+++ Extrait
# Comment faire une bonne installation de Xcode?



## pripridayson (2 Février 2012)

Bonjour,

Je me suis lancé hier soir sur Xcode. Je suis directement aller voir les tutoriels sur internet pour voir un peu comment ça se passe. Cool ça ressemble un peu à QT. Donc j'installe Xcode 4.2 sur mon IMac G5 version 10.7.1 Lion.  Je le lance j'essaye de suivre le tutoriel premier inconvénient mon menu de projet n'est pas du tout comme sur le tuto.

Menu projet est le menu du tutoriel ou il y a : navigation-based application, opengl es application, tab bar application, utility application, view-based application et window-based application

Mon menu projet est mon menu xcode ou il y a : master-detail application, opengl game, page-based application, single view application, tabbed application, utility application et empty application

Donc voilà, je me demande si j'ai bien installer Xcode. 

Pripridayson


----------



## Nyx0uf (2 Février 2012)

Lion sur un iMac G5, bha voyons 

Ensuite, y a pas de bonnes ou de mauvaises installation, y a un installeur, point.

Ce qui peut différer c'est si tes tutos utilisent Xcode 3.x, vu que dans Xcode 4.x y a pas mal de trucs qui ont changé.


----------



## Wilthek (2 Février 2012)
++++++
+++ Extrait de données
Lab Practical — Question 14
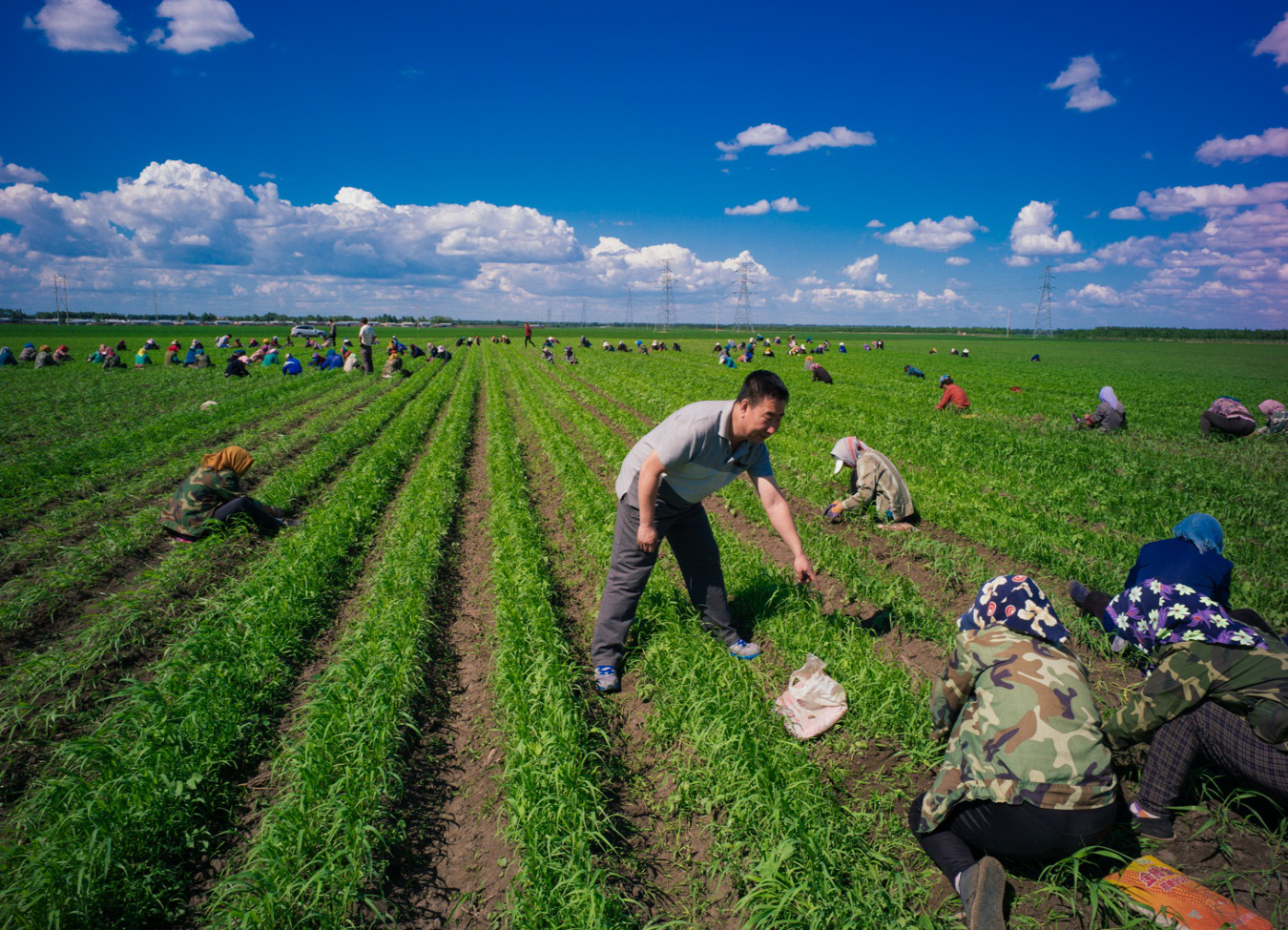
++++++
### Consignes
A - D'après la discussion sur l'installation de Xcode, indiquez :
(i) la version de Xcode installée par pripridayson ;
(ii) le modèle d'application présent à la fois dans le menu du tutoriel et dans celui de pripridayson ;
(iii) ce qui, selon Nyx0uf, peut expliquer la différence observée.
B - Écrivez la suite de la discussion sur l'installation de Xcode, à partir du dernier message amorcé.

### Réponses
A -
(i) Xcode 4.2.
(ii) Utility application.
(iii) Les tutoriels utilisent peut-être Xcode 3.x, alors que beaucoup de choses ont changé dans Xcode 4.x.

B -
pripridayson a dit:


> Bonjour,
> 
> Je me suis lancé hier soir sur Xcode. Je suis directement aller voir les tutoriels sur internet pour voir un peu comment ça se passe. Cool ça ressemble un peu à QT. Donc j'installe Xcode 4.2 sur mon IMac G5 version 10.7.1 Lion.  Je le lance j'essaye de suivre le tutoriel premier inconvénient mon menu de projet n'est pas du tout comme sur le tuto.
> 
> ...



Bonjour,
Je suis surpris par ta configuration de base moi aussi (G5) quoiqu'il en soit sous 10.7.2, l'installation "clean" est simple. On renomme le dossier Developper en Developper 3.x.x puis on créait un nouveau dossier Developper, en passant par Apps Store, on télécharge la dernière version d'Xcode et le programme d'installation fait le reste. La version est 4..., effectivement beaucoup de choses ont changé, une inconnue pour moi est l'adaptation des applications fournies sur un G5 ?
Cdt


----------



## pripridayson (2 Février 2012)

Merci pour vos réponses.

Euh oui je m'excuse c'est pas un Imac G5.

c'est plutot sa: 
	

	
	
		
		

		
			





Donc oui c'est ce que je me suis dis la nouvelle version de Xcode a changé. J'ai pris empty application et sur le tuto il disait de prendre window-based application. A partir de l'étape ou il faut utiliser l'interface builder problème je n'ai pas de mainWindow.xib. 

Désolé j'ai du mal à comprendre les logiciels de programmation au début


----------



## Lio70 (7 Février 2012)

Meme chose dans les tutos pour le nom des fichiers de base. Cela peut varier. Tu n'as pas mainWindow.xib mais tu as certainement MainMenu.xib. C'est pareil. Pour une application de type "document-based", tu auras aussi MyDocument.xib.
Tu verras aussi que suivant les tutos, on appelle controleur de l'application App Delegate ou App Controller suivant l'approche.


----------



## pripridayson (10 Février 2012)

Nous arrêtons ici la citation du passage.